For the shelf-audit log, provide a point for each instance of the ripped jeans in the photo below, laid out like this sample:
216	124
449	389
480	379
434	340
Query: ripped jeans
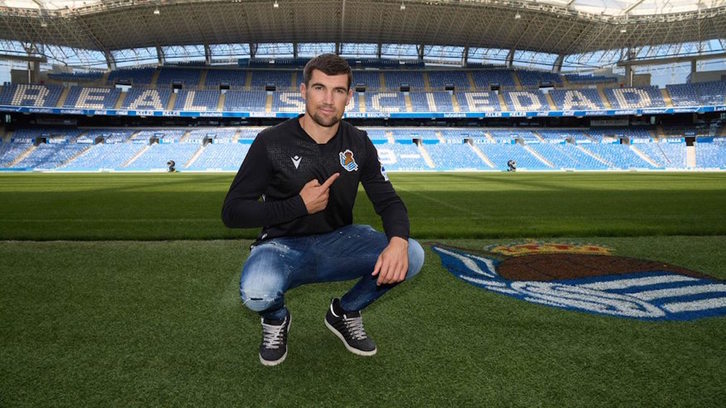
351	252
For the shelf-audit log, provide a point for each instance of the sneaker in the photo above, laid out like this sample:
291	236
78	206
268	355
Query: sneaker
348	326
273	349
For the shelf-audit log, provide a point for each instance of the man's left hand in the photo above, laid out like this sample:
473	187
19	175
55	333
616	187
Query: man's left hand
392	264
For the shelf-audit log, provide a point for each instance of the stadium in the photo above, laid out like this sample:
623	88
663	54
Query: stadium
515	131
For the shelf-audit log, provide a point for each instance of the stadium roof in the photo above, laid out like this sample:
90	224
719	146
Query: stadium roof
559	27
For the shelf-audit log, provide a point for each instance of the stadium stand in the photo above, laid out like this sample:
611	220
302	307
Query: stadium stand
187	77
535	79
577	99
371	80
526	101
440	79
9	153
50	155
252	101
629	98
197	100
133	76
698	94
501	153
147	99
618	156
401	157
235	78
431	102
280	79
385	102
395	79
485	79
482	101
104	157
92	98
711	153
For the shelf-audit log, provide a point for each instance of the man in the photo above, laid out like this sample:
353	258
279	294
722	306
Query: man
299	182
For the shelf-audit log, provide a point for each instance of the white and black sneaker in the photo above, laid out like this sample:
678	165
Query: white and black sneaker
273	349
348	326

# # # # # # #

**What is asked**
Write out every record above exactly as it stands, but leave out the pictures.

**In response**
For the shelf-audit log, provide a point for each instance of the ripped jeans in the photo below, laid out like this sample:
216	124
449	389
480	379
434	340
Query: ripped jeans
351	252
For the shelf-audit log, provide a point for each instance of the sneaker in the photo above, laid out like this sample:
291	236
78	206
268	355
Query: sneaker
348	326
273	349
For the shelf-audit log, provide a point for each instance of the man's left hand in the photo above, laid out like this sample:
473	187
19	175
55	333
616	187
Query: man's left hand
392	264
For the shelf-audit log, provide a point for each instance of the stadium in the photo above, laid out like this sample:
623	88
663	54
Query: stadium
515	131
For the shelf-audit log, provide a point for each instance of the stadium roof in the photo above, laid out like this sample:
90	224
719	146
Query: stadium roof
559	27
For the shelf-audit log, provide a point for each instance of the stadium stand in the photo above, laid out like this sample:
611	220
302	307
Query: stadium stand
187	77
535	79
577	99
371	80
526	101
440	79
9	153
50	155
252	101
629	98
197	100
133	76
698	94
501	153
147	99
618	156
401	157
235	78
431	102
280	79
385	102
395	79
485	79
482	101
104	157
92	98
711	153
For the shelf-audit log, provide a point for each instance of the man in the photo above, laid out like this sample:
353	258
279	294
722	306
Query: man
299	182
For the shelf-audit log, provide a point for each instance of the white and black sneaker in the photo above, laid out like this sample:
678	165
Query: white and black sneaker
273	349
348	326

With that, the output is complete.